● **DATA LISTING**:
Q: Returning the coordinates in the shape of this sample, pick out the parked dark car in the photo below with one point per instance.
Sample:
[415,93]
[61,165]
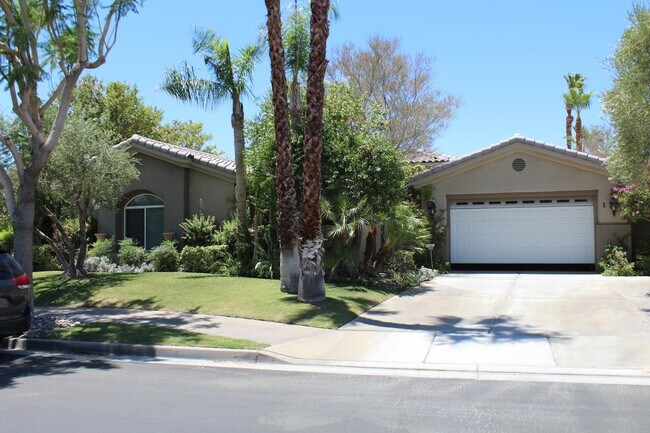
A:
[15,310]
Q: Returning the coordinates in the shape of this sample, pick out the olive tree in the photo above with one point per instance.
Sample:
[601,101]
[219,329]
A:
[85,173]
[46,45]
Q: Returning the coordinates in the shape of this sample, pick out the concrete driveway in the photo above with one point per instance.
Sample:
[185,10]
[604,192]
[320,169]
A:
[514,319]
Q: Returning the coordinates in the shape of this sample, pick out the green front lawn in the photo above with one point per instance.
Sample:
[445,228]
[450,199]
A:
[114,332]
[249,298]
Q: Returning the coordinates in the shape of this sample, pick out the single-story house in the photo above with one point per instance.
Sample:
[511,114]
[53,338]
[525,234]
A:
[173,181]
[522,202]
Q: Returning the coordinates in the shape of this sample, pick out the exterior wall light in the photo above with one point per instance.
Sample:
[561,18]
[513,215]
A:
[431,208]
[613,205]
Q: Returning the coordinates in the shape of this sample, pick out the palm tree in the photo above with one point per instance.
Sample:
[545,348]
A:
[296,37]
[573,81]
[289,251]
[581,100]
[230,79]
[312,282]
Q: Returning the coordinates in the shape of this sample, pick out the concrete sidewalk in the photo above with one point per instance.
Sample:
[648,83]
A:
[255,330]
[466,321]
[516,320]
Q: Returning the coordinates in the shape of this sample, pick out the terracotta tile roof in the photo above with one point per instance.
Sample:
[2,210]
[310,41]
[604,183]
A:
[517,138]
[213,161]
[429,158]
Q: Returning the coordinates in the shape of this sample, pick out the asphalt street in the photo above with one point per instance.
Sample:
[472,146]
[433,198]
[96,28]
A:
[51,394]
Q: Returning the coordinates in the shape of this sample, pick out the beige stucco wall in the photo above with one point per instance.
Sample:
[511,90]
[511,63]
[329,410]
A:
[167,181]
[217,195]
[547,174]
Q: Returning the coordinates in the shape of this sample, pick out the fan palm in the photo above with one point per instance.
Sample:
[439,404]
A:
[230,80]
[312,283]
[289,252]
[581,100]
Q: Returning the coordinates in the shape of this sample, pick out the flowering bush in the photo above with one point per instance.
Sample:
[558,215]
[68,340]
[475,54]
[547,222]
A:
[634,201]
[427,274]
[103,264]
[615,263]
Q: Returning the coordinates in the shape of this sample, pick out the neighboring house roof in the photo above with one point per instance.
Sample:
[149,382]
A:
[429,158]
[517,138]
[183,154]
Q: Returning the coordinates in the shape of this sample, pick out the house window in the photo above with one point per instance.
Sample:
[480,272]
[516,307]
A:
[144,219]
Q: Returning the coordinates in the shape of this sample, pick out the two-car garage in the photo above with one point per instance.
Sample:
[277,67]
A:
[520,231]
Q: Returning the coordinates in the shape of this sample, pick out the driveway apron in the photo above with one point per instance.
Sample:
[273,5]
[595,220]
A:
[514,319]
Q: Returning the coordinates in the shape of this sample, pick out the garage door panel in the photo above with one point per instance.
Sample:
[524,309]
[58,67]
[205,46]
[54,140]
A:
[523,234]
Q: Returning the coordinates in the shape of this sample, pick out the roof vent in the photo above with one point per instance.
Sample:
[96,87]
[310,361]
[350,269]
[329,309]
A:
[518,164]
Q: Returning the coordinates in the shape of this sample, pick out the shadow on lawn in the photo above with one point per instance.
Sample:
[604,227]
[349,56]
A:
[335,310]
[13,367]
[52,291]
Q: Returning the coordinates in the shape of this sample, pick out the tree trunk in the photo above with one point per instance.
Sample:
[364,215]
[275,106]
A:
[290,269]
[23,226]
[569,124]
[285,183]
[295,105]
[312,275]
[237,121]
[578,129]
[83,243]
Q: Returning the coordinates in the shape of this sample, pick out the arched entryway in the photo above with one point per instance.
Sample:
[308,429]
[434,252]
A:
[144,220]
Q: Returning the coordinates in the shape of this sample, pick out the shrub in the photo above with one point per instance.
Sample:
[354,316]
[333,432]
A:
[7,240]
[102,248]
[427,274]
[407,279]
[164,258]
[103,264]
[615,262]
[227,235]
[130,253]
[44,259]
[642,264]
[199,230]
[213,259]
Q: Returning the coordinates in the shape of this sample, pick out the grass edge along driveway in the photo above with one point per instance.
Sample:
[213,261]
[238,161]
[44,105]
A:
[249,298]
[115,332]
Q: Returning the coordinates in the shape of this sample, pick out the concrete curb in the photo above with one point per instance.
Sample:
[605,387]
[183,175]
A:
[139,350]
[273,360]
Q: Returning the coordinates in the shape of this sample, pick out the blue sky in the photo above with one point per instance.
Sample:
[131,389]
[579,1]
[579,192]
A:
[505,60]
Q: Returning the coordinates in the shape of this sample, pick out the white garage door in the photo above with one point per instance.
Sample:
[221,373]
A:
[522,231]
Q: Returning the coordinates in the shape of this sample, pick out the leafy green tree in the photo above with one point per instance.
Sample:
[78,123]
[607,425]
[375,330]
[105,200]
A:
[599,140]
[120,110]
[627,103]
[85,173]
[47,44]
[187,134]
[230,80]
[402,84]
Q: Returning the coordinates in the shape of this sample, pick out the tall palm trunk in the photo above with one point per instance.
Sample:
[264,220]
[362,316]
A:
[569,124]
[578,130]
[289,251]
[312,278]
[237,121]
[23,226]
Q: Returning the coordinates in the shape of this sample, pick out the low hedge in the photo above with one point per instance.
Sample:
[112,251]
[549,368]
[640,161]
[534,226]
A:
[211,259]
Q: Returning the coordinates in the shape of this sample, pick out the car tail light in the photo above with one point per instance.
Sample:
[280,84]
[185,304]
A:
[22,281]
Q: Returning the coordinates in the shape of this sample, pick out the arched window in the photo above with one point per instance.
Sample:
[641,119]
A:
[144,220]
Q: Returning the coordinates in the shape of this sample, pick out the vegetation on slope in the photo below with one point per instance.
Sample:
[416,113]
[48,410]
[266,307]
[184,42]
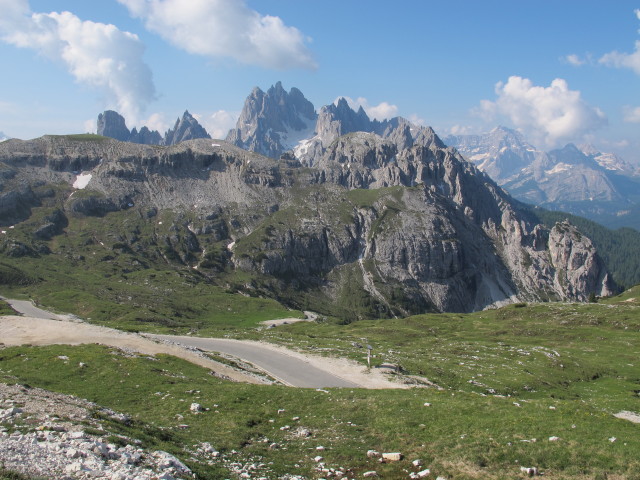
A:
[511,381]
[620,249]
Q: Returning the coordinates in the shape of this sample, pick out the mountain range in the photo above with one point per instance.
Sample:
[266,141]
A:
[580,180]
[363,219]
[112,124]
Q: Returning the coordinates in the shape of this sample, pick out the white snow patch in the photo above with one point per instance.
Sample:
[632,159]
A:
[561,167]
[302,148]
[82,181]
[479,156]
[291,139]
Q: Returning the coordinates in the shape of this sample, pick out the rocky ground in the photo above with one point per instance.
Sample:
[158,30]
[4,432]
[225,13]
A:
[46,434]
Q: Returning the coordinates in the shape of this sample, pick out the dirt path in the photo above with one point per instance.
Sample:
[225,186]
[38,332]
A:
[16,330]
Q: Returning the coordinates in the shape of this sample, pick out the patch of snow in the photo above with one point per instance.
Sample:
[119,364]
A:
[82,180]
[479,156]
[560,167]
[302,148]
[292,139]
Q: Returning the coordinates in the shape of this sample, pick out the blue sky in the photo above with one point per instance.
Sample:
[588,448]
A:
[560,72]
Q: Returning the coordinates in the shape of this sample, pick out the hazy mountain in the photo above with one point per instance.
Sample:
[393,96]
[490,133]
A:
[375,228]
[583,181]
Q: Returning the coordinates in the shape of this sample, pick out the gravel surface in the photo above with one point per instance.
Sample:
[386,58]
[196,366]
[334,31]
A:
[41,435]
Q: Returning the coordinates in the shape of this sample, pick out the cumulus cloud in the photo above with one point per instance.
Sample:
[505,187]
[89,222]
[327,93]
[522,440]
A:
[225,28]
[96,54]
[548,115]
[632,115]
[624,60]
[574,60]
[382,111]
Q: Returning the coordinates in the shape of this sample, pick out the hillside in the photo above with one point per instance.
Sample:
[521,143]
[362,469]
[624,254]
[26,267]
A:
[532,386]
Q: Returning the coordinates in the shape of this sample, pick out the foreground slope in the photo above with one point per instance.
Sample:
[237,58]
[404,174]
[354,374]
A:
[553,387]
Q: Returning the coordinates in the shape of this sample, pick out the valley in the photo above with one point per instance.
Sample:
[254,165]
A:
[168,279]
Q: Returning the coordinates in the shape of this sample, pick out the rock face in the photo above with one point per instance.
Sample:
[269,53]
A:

● **DIRECTIVE**: Rewrite the entries from the line containing "out the foreground" through the end of the entries, replacing "valley" with "canyon" and leaving all else unchanged.

● **OUTPUT**:
Q: Returning the coordinates in the shape of this sample, pick out the foreground slope in the photo above with one point per instance.
Sample:
[237,58]
[404,174]
[354,374]
A:
[553,387]
Q: Returning the coordinates in the shape of this sample, pick out the canyon in the photo above with one point per instance.
Sample:
[254,165]
A:
[168,279]
Q: Returning the coordinates in the shape of this sample, pick out the rock face in the photo above with one point per instance.
Sample:
[269,53]
A:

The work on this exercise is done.